Text excerpt »
-------------------------
Someone, finally, was puzzled by the kissing eskimos that we had posted here before. The complaint was an honest one. What is this blog about? – because this “about” page does not say much of anything.

To use the contemporary lingo, the lack of missional clarity underlies the greater share of the reason why I’m so inconsistent in posting to this blog. Some can allow their blog to be a kind of open diary. These blogs become as sort of mood ring for the opening decade of the 21st century. I don’t want that to happen here.

So here is a little more information:

My name is Van, and I’m a librarian and faculty member at a Bible college (*gasp*).

My academic interest is Historical Theology. I hold an STM in this field in addition to my library degree (MSLIS). I’m currently pursueing a PhD in Historical Theology. It looks more and more like my concentration will be in early modern American theology (you know heresy trials, William Rainey Harper, Northern Baptists, H. L. Mencken, etc.). But I have nagging interests in Patristics and medieval studies as well.

In short, here is the thrust of this blog: Christianity, as we know it institutionally, is in a bad way – no matter what your theological proclivities happen to be. I like to write up things that might help us understand why this is the case. Occasionally, I might criticize some notion of our current Christianity (or Christianity Today, if you prefer). At other times, I may use these pages to inform the readers of some distant past theologies and theologians that/who demonstrated a gravitas not seen much these days. At still other times, I may prefer to analyse a point of conflict within the church.

My perspective . . . well, read the blog, and you tell me what my perspective is. Labels fail me because words, these days, are in abundant supply and thus have little value.

4 thoughts on “About

  1. Hey!! So, despite the intentional opaqueness of your “about” section, I’m not sure there are very many Historical Theologians named Van (except for Vanhoozer and Van Til, and any other Dutch theologians). Very cool to have stumbled across you here in the blogosphere. Look forward to reading through some of your past writing and the new stuff to come!

  2. IM Haldeman was my husband’s great grandfather. We have a picture of him (kind of scary looking) and multiple pamphlets, a bible and a book, “Can the living communicate with the dead?” He was my mother in law’s paternal grandfather. His son (my mother in law’s father) was a surveyor and died of the great flu epidemic circa 1900. He wrote a letter to my mother in law’s mother (his daughter in law) letting her know that he was not pleased when she was going to remarry (after waiting the proscribed mourning period). So, my mother in law, Dorothy Haldeman Keefe, had a brother, Harold Haldeman both grandchildren of this preacher in NYC. Just thought I’d let you know. Patricia E Keefe,

  3. I. M. Haldeman was my great great grandfather. My grandmother, Dorothy Massey Haldeman Keefe, was one of the grandchildren you referenced that were in his obituary. Her father, Harold Watson Haldeman, was a talented electrical engineer who died in 1918 of the Spanish Influenza pandemic at the age of 29. Harold was an only child. Harold’s children, Dorothy (my paternal grandmother) and Harold, Jr. were only 3 and 4 1/2 months at the time of his son’s death in Riverton, Kansas. I am trying to find out more information about my Haldeman family heritage, thank you for your brilliant work!
-------------------------
Records provided »
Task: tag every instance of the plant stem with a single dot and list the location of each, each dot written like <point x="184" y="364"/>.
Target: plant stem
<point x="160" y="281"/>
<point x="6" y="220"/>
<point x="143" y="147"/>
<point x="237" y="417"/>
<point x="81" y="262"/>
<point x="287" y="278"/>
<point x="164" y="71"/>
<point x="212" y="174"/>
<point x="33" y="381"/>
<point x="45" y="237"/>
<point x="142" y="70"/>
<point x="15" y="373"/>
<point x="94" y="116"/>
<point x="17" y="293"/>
-------------------------
Task requirements »
A. Write out the part of the About page starting with "Someone, finally, was" and going on through "to happen here.".
B. Sum up the About page in three sentences.
C. According to the About page, what degree does Van hold besides the library degree?

Results of the tasks »
A.
Someone, finally, was puzzled by the kissing eskimos that we had posted here before. The complaint was an honest one. What is this blog about? – because this “about” page does not say much of anything.

To use the contemporary lingo, the lack of missional clarity underlies the greater share of the reason why I’m so inconsistent in posting to this blog. Some can allow their blog to be a kind of open diary. These blogs become as sort of mood ring for the opening decade of the 21st century. I don’t want that to happen here.

B. Van, a librarian and faculty member at a Bible college, explains that the blog looks at why institutional Christianity is in a bad way, sometimes by criticizing current notions, recalling past theologians, or analyzing conflicts within the church. Van studies Historical Theology, holds an STM and an MSLIS, and is pursuing a PhD likely focused on early modern American theology. In the comments, one reader is glad to have found the blog, and two relatives of I. M. Haldeman share details of their family history.

C. An STM in Historical Theology.